[Testo da leggere]

Le società Benefit pertanto vanno oltre un semplice modello di breve periodo e prendono in considerazione tutte le parti interessate nelle loro decisioni: ciò garantisce loro la flessibilità necessaria a creare valore per tutti gli stakeholder nel lungo periodo, anche a fronte di cessioni parziali e acquisizioni, entrata di nuovi manager, capitali, passaggi generazionali o quotazioni in borsa.

Non i migliori del mondo ma migliori per il mondo

Non appare trascurabile anche il fatto che i nuovi talenti per lavorare scelgono le aziende che hanno un impatto sociale positivo. È un fatto importante che il 77% dei millenials affermi che «lo scopo dell’azienda è parte fondamentale del motivo per cui hanno scelto di lavorare in essa». I millennials (generazione nata tra i primi anni ‘80 e il 2000, ndr) costituiscono da soli oltre il 50% della futura forza lavoro, che diventerà il 75% entro il 2025.

Inoltre, le informazioni non finanziarie sono diventate fondamentali poiché la maggior parte degli investitori ritiene che le imprese non siano adeguatamente trasparenti in merito ai rischi non finanziari e quasi la metà degli investitori esclude determinati investimenti sulla base di informazioni non finanziarie (come impatto sull’ambiente, inquinamento e riciclo, trattamento dei dipendenti in particolare le donne, uso di materie prime certificate, non essere associati con produzione e vendita di armi, ecc.). In fondo non si vuole un’azienda che sia «la migliore del mondo» ma «migliore per il mondo».

[/Testo da leggere]
[Righe estratte]

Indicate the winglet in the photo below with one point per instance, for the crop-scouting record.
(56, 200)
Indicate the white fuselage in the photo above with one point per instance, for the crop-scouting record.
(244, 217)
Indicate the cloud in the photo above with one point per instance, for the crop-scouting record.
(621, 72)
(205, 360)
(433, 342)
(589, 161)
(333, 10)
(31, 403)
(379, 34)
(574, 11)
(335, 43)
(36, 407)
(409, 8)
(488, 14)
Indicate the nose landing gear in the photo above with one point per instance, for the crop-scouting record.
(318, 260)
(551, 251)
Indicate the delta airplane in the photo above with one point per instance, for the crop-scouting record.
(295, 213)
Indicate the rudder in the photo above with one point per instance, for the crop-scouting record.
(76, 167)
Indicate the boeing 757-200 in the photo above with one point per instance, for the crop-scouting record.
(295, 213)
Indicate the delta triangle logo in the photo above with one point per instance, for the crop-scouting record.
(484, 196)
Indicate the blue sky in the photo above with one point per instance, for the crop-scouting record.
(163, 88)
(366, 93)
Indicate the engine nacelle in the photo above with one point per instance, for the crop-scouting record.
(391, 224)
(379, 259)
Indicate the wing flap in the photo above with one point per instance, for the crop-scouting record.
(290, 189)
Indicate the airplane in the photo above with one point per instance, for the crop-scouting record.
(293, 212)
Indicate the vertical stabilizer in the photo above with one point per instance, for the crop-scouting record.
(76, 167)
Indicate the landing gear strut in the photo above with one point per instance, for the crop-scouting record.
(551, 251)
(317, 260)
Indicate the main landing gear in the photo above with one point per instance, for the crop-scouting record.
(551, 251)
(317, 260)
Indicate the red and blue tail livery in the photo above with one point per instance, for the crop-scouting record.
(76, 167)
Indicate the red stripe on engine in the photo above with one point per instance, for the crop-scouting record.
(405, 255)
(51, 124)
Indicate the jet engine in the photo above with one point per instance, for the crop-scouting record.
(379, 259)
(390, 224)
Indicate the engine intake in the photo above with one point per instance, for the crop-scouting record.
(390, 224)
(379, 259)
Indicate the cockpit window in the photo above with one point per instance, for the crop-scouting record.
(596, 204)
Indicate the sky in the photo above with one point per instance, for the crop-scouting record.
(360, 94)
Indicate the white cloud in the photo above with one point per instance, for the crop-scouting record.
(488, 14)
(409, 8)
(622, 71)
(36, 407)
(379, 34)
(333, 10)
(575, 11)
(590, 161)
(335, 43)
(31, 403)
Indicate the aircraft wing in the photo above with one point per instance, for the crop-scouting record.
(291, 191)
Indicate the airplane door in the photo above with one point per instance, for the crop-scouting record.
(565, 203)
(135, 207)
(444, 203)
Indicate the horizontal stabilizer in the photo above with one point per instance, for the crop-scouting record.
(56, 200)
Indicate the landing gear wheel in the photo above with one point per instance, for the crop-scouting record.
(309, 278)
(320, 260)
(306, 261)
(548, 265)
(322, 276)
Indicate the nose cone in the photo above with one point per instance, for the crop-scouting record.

[/Righe estratte]
[Righe estratte]

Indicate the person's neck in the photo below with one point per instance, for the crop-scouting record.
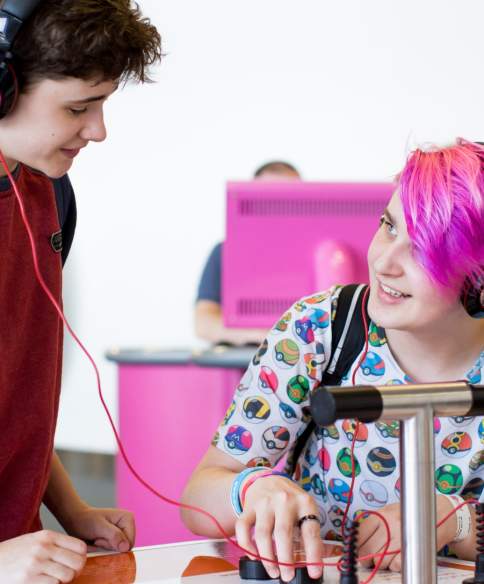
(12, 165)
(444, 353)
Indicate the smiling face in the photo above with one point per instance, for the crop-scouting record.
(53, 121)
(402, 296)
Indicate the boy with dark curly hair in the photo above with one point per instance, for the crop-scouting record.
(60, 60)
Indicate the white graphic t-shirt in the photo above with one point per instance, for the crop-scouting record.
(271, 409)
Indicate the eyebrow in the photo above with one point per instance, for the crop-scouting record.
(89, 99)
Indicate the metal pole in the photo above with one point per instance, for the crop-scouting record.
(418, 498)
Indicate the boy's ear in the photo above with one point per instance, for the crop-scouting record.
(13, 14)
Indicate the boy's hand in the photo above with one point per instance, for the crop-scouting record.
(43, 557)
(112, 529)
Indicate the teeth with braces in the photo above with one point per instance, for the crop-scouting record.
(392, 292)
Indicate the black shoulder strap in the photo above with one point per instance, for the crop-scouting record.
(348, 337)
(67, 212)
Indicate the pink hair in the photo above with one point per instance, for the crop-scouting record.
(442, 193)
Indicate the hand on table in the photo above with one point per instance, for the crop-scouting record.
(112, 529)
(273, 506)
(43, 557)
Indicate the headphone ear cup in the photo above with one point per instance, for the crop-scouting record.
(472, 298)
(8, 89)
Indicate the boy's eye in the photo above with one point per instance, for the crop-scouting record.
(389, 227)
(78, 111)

[/Righe estratte]

# Elenco dei compiti:
(a) Nel testo sulle società Benefit, che percentuale di millennials dice di aver scelto l'azienda in cui lavora anche per il suo scopo?
(b) Scrivi il seguito del testo sulle società Benefit, partendo dopo la sua ultima frase.

# Le risposte:
(a) Il 77%.

(b)
Ridefinire il «valore»

Aristotele pensava che ci fosse un «giusto prezzo per ogni cosa» e Marx pensava che il valore fosse generato dal lavoro ma, più di recente, la maggior parte degli economisti ha accettato che l’unico concetto di valore che abbia senso nasce dall’interazione tra domanda e offerta sui mercati: «qualcosa ha valore solo se qualcuno è disposto a pagare per essa». Tale definizione di valore costringe gli economisti a osservare il comportamento reale, piuttosto che cercare di scoprire realtà nascoste. Molti elettori sono disposti a pagare le tasse per le forze di polizia e le scuole primarie e molti governi sono in grado di fornire questi servizi. Molti donatori sono disposti a finanziare l’assistenza sanitaria per i bambini nei paesi in via di sviluppo e molte associazioni locali sono in grado di fornire tale assistenza. In questi ambiti, analizzare il valore sociale non è difficile, perché i legami tra ciò che vogliono i finanziatori e ciò che i fornitori possono offrire è chiaro. Ma, per altre questioni sociali i legami tra domanda e offerta sono carenti e, in alcuni casi, la domanda effettiva può mancare perché finanziatori, politici o privati cittadini non percepiscono un bisogno come sufficientemente urgente da giustificare l’impiego delle loro risorse.

Consorzio Auxilium

A Torino, nel 2016, è nato il Consorzio Auxilium, facente capo a una generazione di imprenditori che credono nelle società Benefit e che desiderano, al contempo, promuovere un approccio culturale al tema del valore di impresa che non sia basato solo in termini di profitto.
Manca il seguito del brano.